◆ **YOUR OBJECTIVE**
Copy the data below verbatim, but only the part running from the line containing "Where can the parked" down to the line containing "point(11, 35)", including both of those lines.

◆ **DATA FOR THE TASK**

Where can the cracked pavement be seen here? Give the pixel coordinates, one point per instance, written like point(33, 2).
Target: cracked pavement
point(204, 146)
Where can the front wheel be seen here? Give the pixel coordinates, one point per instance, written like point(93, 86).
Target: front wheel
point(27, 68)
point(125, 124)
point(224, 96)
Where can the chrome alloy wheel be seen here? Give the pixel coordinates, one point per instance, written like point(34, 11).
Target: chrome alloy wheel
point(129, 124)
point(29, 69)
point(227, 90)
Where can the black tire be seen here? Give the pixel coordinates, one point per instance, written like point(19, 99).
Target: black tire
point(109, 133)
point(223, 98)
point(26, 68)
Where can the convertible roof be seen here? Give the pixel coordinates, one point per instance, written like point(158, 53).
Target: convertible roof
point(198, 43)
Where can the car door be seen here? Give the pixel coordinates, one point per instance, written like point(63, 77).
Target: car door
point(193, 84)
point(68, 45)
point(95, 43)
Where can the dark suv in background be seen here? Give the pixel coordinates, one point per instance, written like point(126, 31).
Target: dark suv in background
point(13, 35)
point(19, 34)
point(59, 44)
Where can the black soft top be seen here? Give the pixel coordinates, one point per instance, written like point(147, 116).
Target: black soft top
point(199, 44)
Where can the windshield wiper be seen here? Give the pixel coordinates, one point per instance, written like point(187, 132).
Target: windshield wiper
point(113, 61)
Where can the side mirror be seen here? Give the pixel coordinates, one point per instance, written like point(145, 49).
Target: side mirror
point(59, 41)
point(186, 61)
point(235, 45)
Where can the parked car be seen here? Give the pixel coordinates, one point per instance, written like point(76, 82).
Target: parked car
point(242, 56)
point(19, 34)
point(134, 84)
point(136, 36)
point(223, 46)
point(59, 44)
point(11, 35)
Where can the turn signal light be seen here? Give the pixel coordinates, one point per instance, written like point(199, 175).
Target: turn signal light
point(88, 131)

◆ **RESULT OF THE EXERCISE**
Where can the parked car be seen here? Give the pixel coordinates, one point per instance, written like point(76, 82).
Target: parked car
point(242, 56)
point(19, 34)
point(134, 84)
point(136, 36)
point(223, 46)
point(59, 44)
point(11, 35)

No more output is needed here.